Referring expression data
■ ■ ■ ■ ■

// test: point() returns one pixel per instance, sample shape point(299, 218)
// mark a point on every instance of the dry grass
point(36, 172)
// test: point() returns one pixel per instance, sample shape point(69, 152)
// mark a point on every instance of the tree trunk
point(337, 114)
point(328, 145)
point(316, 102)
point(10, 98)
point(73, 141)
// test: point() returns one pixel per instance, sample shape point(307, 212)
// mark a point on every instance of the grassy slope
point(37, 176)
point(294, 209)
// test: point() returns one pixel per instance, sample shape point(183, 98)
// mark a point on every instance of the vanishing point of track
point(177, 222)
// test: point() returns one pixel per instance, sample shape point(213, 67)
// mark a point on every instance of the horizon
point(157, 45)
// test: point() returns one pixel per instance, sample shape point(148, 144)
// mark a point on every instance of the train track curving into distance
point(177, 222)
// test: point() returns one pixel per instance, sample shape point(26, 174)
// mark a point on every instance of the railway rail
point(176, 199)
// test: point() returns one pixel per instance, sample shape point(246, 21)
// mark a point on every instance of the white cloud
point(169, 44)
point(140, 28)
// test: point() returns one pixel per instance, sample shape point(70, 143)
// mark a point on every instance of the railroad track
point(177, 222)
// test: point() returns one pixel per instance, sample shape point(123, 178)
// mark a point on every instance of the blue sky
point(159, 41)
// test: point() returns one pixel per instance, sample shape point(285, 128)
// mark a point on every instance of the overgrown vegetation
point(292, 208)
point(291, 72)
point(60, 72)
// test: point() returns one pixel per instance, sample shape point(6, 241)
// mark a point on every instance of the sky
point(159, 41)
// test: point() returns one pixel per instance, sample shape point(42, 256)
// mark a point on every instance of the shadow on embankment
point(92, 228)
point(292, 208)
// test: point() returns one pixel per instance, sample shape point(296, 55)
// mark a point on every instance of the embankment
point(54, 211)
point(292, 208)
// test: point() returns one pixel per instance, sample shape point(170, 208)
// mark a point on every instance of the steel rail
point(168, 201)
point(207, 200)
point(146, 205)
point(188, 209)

■ ■ ■ ■ ■

Work required: Transcribe all of the data above, keeping each line exactly as it stands.

Result for this task:
// test: point() returns one pixel per instance, sample shape point(299, 218)
// mark a point on every instance of the dry grass
point(36, 172)
// test: point() returns one pixel per instance, sample shape point(69, 152)
// mark a point on every instance of the tree trunk
point(337, 114)
point(328, 145)
point(316, 102)
point(10, 98)
point(73, 141)
// test: point() returns one pixel per instance, sample shape point(307, 212)
// mark a point on every instance of the grassy slope
point(37, 176)
point(294, 209)
// test: point() returns one pixel per instance, sample shape point(183, 98)
// mark a point on every instance of the vanishing point of track
point(177, 222)
// test: point() returns one pixel per instance, sample shape point(213, 67)
// mark a point on every instance of the horizon
point(157, 45)
// test: point() returns one pixel per instance, sample shape point(148, 144)
// mark a point on every instance of the train track curving into distance
point(177, 222)
// test: point() returns one pixel per instance, sample shape point(26, 174)
// mark a point on every instance of the railway rail
point(176, 199)
// test: point() returns one pixel per instance, sample shape point(246, 21)
// mark a point on every instance of the white cloud
point(169, 44)
point(140, 28)
// test: point() returns one pixel per instance, sample shape point(70, 143)
// mark a point on every instance of the railroad track
point(177, 222)
// test: point() returns one pixel per instance, sample shape point(123, 178)
// mark a point on every instance of the blue sky
point(159, 41)
// test: point() returns one pixel per instance, sample shape point(285, 128)
// mark a point on every instance of the overgrown vegetation
point(292, 208)
point(291, 72)
point(60, 72)
// test: point() returns one pixel per instance, sample shape point(6, 241)
// mark a point on every instance of the sky
point(159, 41)
// test: point() returns one pixel per instance, sample shape point(42, 256)
// mark a point on every instance of the shadow on embankment
point(92, 228)
point(292, 208)
// test: point() returns one pixel per instance, sample shape point(296, 55)
// mark a point on every instance of the embankment
point(54, 211)
point(292, 208)
// test: point() returns one pixel per instance, sample shape point(170, 208)
// mark a point on every instance of the steel rail
point(168, 201)
point(207, 200)
point(146, 205)
point(188, 209)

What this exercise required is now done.